=== Zu erledigen ===
Kannst du den Abschnitt von der Zeile mit „Would it be possible for you to find the chrome bumper“ bis einschließlich der Zeile mit „1168, 22, 1199, 258“ Zeichen für Zeichen abschreiben?

○ ○ ○ ○

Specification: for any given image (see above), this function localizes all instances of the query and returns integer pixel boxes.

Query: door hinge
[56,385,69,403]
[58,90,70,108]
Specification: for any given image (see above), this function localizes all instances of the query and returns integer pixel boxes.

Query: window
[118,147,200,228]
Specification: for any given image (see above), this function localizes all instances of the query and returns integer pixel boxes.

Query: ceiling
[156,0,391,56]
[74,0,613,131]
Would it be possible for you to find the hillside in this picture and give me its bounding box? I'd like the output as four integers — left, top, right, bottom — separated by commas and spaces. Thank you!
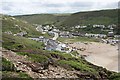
2, 34, 119, 80
61, 9, 118, 26
14, 14, 70, 24
1, 15, 41, 36
15, 9, 118, 27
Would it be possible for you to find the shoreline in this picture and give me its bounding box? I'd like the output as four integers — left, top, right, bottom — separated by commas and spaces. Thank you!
69, 42, 119, 72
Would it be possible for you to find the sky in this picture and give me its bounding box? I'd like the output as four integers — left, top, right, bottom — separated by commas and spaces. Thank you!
0, 0, 119, 15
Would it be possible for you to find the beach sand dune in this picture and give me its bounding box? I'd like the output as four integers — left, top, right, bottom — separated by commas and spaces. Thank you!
70, 42, 119, 72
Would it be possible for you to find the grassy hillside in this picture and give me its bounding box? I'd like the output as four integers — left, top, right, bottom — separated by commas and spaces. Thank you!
2, 33, 119, 79
61, 9, 118, 26
2, 15, 41, 36
14, 14, 70, 24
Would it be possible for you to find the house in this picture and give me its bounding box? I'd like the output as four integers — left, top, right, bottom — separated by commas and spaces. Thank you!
59, 31, 73, 38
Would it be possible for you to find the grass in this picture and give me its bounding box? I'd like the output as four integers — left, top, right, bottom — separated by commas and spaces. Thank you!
2, 58, 15, 71
2, 58, 31, 79
59, 60, 97, 74
58, 37, 99, 43
2, 34, 44, 50
2, 15, 41, 37
17, 52, 48, 63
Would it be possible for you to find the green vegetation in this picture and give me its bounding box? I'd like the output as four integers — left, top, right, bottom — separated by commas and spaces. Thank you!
2, 15, 41, 37
2, 58, 15, 71
2, 58, 31, 80
59, 60, 97, 74
109, 73, 120, 80
17, 52, 48, 63
61, 9, 118, 28
2, 34, 44, 50
14, 14, 70, 24
58, 37, 99, 43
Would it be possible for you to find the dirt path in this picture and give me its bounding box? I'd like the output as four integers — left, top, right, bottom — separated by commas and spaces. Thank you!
70, 42, 118, 72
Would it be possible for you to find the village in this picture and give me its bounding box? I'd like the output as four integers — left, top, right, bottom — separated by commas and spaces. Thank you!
5, 24, 120, 53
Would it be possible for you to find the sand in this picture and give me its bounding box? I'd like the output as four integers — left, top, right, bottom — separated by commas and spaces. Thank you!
69, 42, 119, 72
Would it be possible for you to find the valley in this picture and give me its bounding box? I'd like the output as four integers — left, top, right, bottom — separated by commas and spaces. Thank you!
1, 9, 120, 80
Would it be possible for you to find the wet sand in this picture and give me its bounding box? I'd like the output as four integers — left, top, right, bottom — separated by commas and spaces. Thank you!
69, 42, 118, 72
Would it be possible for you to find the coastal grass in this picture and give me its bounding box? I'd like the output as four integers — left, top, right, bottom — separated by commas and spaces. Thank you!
58, 37, 99, 43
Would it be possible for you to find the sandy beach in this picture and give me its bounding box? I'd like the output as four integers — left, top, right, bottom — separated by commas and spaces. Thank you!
69, 42, 119, 72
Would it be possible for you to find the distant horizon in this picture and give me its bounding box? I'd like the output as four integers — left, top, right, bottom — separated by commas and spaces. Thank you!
0, 0, 119, 16
0, 8, 119, 16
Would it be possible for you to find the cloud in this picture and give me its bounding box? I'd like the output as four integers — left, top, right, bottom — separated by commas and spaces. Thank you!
0, 0, 118, 15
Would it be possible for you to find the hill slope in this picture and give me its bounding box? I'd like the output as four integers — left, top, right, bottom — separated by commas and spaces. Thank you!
59, 9, 118, 26
14, 14, 70, 24
1, 15, 41, 36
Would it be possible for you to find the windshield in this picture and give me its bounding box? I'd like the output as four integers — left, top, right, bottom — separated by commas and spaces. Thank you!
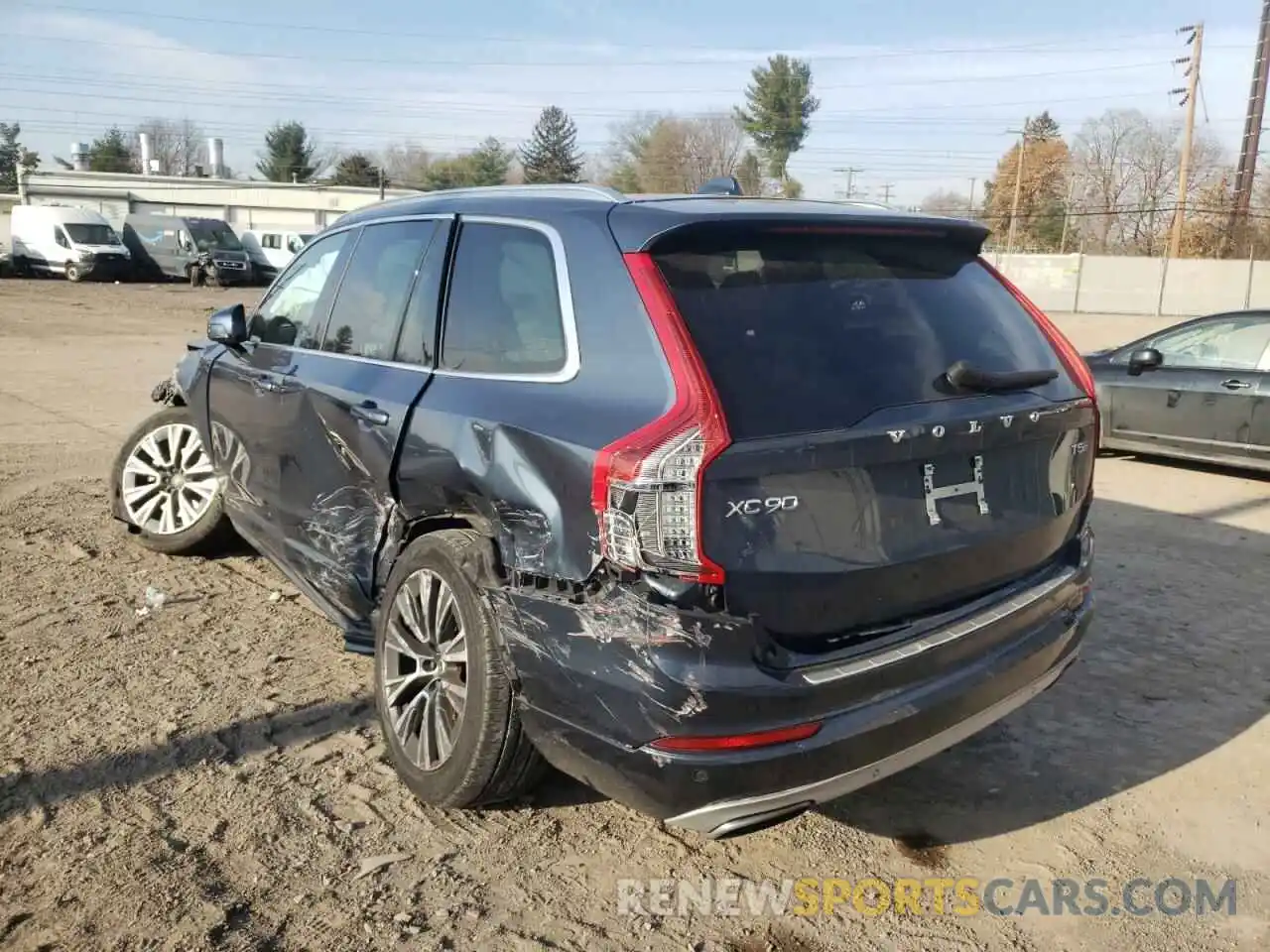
63, 225, 121, 245
186, 221, 242, 251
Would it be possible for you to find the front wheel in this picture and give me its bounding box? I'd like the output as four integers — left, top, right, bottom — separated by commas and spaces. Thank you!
110, 407, 232, 554
375, 530, 545, 808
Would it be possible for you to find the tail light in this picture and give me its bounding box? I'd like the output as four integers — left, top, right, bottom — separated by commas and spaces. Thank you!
979, 259, 1099, 450
590, 253, 731, 585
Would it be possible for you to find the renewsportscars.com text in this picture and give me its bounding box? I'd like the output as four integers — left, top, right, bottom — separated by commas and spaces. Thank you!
617, 877, 1235, 916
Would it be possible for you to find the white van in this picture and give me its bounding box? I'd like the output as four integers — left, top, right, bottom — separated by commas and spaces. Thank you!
10, 204, 132, 281
239, 227, 315, 281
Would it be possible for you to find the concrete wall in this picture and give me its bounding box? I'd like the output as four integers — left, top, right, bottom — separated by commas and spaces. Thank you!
988, 253, 1270, 317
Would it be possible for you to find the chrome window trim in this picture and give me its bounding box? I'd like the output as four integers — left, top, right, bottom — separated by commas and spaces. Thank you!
246, 212, 581, 384
433, 214, 581, 384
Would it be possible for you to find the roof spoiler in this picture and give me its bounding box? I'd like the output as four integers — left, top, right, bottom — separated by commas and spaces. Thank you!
694, 176, 744, 195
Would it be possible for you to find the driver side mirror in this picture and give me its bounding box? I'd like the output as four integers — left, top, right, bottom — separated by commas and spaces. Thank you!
207, 304, 246, 346
1129, 346, 1165, 377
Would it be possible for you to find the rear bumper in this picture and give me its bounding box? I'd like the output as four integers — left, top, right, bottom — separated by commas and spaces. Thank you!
666, 653, 1076, 839
500, 540, 1092, 837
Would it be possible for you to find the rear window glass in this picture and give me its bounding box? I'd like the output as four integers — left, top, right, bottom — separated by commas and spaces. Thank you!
655, 228, 1065, 438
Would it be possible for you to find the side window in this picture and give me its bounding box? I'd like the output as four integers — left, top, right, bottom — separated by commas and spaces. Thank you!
321, 221, 437, 361
1152, 317, 1270, 371
395, 221, 449, 367
441, 222, 566, 375
250, 231, 352, 349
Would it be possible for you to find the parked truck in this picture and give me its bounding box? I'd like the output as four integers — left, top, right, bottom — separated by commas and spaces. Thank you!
10, 204, 132, 281
239, 226, 314, 281
123, 212, 253, 286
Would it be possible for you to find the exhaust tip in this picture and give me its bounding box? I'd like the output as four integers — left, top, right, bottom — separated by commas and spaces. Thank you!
707, 799, 816, 839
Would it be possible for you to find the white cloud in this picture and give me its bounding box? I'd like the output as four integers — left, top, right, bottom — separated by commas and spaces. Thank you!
0, 10, 1255, 200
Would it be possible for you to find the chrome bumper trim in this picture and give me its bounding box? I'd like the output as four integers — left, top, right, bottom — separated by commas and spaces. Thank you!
666, 654, 1076, 839
803, 568, 1080, 684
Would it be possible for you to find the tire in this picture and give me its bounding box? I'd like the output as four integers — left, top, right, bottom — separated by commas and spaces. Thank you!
375, 530, 546, 808
110, 407, 234, 554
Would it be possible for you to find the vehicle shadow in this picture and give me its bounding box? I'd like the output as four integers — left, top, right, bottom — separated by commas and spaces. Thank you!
822, 500, 1270, 849
0, 697, 375, 821
0, 697, 600, 822
1098, 449, 1270, 482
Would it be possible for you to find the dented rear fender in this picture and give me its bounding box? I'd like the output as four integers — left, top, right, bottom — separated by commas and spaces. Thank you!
391, 418, 599, 581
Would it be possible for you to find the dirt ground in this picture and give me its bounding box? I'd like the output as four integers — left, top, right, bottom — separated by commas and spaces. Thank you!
0, 281, 1270, 952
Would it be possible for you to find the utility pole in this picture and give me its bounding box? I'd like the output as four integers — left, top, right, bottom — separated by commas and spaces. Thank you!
1224, 0, 1270, 250
1058, 176, 1076, 254
834, 167, 863, 200
1006, 121, 1026, 255
1168, 22, 1199, 258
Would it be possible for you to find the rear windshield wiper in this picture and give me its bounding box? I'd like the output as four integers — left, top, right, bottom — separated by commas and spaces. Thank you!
944, 361, 1058, 394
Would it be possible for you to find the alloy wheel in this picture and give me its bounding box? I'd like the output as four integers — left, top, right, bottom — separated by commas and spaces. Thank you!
378, 568, 467, 771
119, 422, 217, 536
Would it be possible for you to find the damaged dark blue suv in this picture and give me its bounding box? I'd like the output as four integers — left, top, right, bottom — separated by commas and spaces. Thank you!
112, 185, 1098, 837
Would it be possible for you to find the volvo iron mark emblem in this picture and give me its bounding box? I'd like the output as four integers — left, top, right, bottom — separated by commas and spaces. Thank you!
922, 456, 989, 526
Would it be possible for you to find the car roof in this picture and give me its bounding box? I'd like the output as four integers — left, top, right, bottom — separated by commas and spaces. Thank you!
335, 184, 988, 250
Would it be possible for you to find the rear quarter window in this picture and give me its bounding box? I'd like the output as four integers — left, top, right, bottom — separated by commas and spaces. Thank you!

○ ○ ○ ○

=== Lösung ===
Would it be possible for you to find the chrome bumper trim in this picture and give me its bounding box? I'd like the output as four integers — left, top, right, bottom — separated by commas and spaces. Thank you!
666, 654, 1076, 839
803, 568, 1080, 684
Would it be possible for you to find the tire in this picture and give me its bounding box? I'd like the output as four integers — left, top, right, bottom — separated by commas and spaces. Thank you!
375, 530, 546, 808
110, 407, 234, 554
Would it be possible for you to find the vehicle shadow in this picture and give me its bounding box? I'd like the output as four integers — left, top, right, bottom — separated by commas and spaces. Thank you!
822, 500, 1270, 849
0, 697, 375, 821
0, 697, 600, 822
1098, 449, 1270, 482
Would it be possible for you to find the dented rear fender in this picture and give me its bounding box? I'd like the output as four integers — left, top, right, bottom — separated by commas and spaces. Thank you!
391, 418, 599, 581
Would it be possible for you to find the dirt ground in this picture and give me its bounding box? I'd like the output as four integers — left, top, right, bottom — separated by commas and spaces. Thank you!
0, 281, 1270, 952
Would it be possible for you to find the utility pole in this picture and give me its bounding box? I'd like the output as four integers — left, top, right, bottom — separated by commas and spaces. Thank you!
1224, 0, 1270, 250
1058, 176, 1076, 254
834, 167, 863, 200
1006, 121, 1026, 255
1168, 22, 1199, 258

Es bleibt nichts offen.